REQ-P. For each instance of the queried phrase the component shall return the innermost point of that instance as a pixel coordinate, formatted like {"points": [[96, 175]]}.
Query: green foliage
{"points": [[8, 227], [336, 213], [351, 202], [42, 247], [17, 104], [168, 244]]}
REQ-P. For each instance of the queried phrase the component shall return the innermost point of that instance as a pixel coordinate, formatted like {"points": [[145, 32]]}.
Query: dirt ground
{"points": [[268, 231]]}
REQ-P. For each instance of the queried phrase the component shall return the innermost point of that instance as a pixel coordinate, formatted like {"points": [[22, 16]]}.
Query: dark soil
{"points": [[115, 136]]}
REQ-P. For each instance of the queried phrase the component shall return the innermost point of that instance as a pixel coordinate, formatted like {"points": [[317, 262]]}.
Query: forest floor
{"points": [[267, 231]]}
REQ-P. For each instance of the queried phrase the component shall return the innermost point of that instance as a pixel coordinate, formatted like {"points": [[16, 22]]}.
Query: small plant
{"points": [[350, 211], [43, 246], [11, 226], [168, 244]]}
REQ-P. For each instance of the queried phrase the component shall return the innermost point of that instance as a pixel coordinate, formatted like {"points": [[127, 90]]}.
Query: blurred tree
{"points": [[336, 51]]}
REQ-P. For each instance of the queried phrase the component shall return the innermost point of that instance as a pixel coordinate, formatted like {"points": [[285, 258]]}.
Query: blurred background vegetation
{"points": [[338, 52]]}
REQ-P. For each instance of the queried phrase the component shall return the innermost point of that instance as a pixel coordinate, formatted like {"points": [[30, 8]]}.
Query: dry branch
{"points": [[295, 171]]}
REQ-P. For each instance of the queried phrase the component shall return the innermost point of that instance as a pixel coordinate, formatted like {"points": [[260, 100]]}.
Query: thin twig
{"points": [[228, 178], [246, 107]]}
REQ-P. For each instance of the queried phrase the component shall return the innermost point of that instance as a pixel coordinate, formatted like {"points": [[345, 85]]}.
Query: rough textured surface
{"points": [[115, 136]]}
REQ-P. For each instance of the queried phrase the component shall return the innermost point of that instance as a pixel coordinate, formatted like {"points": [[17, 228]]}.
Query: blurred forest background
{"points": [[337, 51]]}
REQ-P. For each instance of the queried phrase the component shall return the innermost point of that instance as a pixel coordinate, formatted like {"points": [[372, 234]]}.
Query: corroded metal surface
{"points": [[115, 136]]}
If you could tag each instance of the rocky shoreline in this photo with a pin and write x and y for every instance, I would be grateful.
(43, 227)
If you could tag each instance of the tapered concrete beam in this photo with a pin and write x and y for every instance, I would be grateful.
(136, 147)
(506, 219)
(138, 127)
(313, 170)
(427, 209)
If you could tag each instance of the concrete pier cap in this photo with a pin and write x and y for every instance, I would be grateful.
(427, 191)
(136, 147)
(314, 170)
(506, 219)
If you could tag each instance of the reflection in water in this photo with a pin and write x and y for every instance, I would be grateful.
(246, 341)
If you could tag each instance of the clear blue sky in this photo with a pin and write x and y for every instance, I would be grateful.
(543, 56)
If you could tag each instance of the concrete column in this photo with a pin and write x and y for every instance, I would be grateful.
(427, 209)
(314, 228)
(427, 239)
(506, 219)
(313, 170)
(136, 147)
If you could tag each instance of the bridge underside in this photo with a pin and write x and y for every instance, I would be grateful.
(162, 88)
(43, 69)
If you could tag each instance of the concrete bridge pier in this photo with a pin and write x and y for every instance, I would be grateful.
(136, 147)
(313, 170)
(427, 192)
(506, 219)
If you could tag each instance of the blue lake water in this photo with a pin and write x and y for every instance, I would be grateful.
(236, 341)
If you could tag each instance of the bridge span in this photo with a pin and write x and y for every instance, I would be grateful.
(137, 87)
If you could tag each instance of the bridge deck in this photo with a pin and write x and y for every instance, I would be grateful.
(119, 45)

Task to carry out
Format all of the material above as a two-column CSV with the header input,output. Each row holds one text in the input column and the answer that follows it in the output column, with every field in double quotes and any line breaks replaced by spaces.

Exercise result
input,output
"REQ-P. For each instance of the queried phrase the component shall return the innermost point of that instance as a pixel coordinate, formatted like {""points"": [[96, 175]]}. Query: green foliage","{""points"": [[8, 227], [336, 213], [351, 202], [42, 247], [17, 104], [168, 244]]}"
"REQ-P. For each instance of the queried phrase the component shall return the innermost point of that instance as a pixel coordinate, formatted like {""points"": [[145, 32]]}. Query: dirt ground","{""points"": [[268, 231]]}"
"REQ-P. For each instance of the queried phrase the component shall return the innermost point of that instance as a pixel coordinate, formatted like {""points"": [[22, 16]]}. Query: dark soil","{""points"": [[115, 136]]}"
"REQ-P. For each instance of the queried phrase the component shall return the innermost point of that instance as a pixel coordinate, formatted like {""points"": [[317, 262]]}. Query: forest floor","{""points"": [[267, 231]]}"
"REQ-P. For each instance of the queried phrase the component shall return the innermost point of that instance as a pixel coordinate, formatted like {""points"": [[16, 22]]}. Query: small plant","{""points"": [[350, 211], [43, 246], [11, 226], [168, 244]]}"
"REQ-P. For each instance of the queried phrase the component shall return the innermost point of that instance as a pixel coordinate, formatted like {""points"": [[127, 90]]}. Query: blurred tree","{""points"": [[336, 51]]}"
"REQ-P. For each instance of the queried phrase the component shall return the innermost point of that instance as a pixel coordinate, formatted like {""points"": [[285, 258]]}. Query: blurred background vegetation","{""points"": [[338, 52]]}"
"REQ-P. For each instance of the queried phrase the component shall return the innermost point of that instance as a pixel coordinate, formatted like {""points"": [[30, 8]]}. Query: dry branch","{""points"": [[295, 171]]}"
"REQ-P. For each instance of the queried phrase the component shall return the innermost point of that instance as a pixel coordinate, formatted like {""points"": [[260, 100]]}. Query: thin twig","{""points"": [[228, 178], [246, 107]]}"
"REQ-P. For each instance of the queried phrase the component shall return the innermost point of that instance as a pixel coordinate, formatted like {""points"": [[345, 85]]}. Query: rough textured surface","{""points"": [[115, 136]]}"
"REQ-P. For each instance of the queried phrase the component shall return the innermost point of that instance as a pixel coordinate, formatted like {""points"": [[17, 228]]}. Query: blurred forest background","{""points"": [[337, 51]]}"
"REQ-P. For each instance of the queried phrase the component shall return the innermost point of that instance as a pixel coordinate, formatted like {""points"": [[372, 234]]}. Query: corroded metal surface","{""points"": [[115, 136]]}"
"If you could tag each instance of the rocky shoreline in this photo with a pin and write x and y for every instance, I would be grateful.","(43, 227)"
"If you could tag each instance of the tapered concrete beam in this photo with a pin and write x and y for every instance, I would be grateful.","(136, 147) (506, 219) (138, 127) (313, 170) (427, 209)"
"If you could tag each instance of the concrete pier cap in this photo with a pin and write x and y for every instance, I would be grateful.","(427, 191) (136, 147) (314, 170) (506, 219)"
"If you could tag each instance of the reflection in water in this photo with a pin and write x and y for every instance, I would be grateful.","(246, 341)"
"If you could tag each instance of the clear blue sky in this photo with a pin and write x and y for every instance, I would be grateful.","(543, 56)"
"If you could tag each instance of the concrete column in this photo with a pin and write x and y for every instance, I would be grateful.","(427, 209) (314, 228) (427, 239) (506, 219) (313, 170) (136, 147)"
"If you could tag each instance of the bridge underside in this photo with a pin and write x and y for every instance, I would be grateful.","(162, 88) (43, 69)"
"If you could tag each instance of the concrete bridge pier in this photo with a pin and write x and y for every instance, I would be grateful.","(136, 147) (313, 170) (427, 192) (506, 219)"
"If you could tag each instance of the blue lake water in this photo with a pin and write x and y for every instance, I would be grateful.","(236, 341)"
"If you could tag each instance of the bridge span in this photo with a pin and write x and y for every instance, I would be grateful.","(137, 87)"
"If you could tag each instance of the bridge deck in this photo with a pin and write x and y for every instance, I would be grateful.","(119, 45)"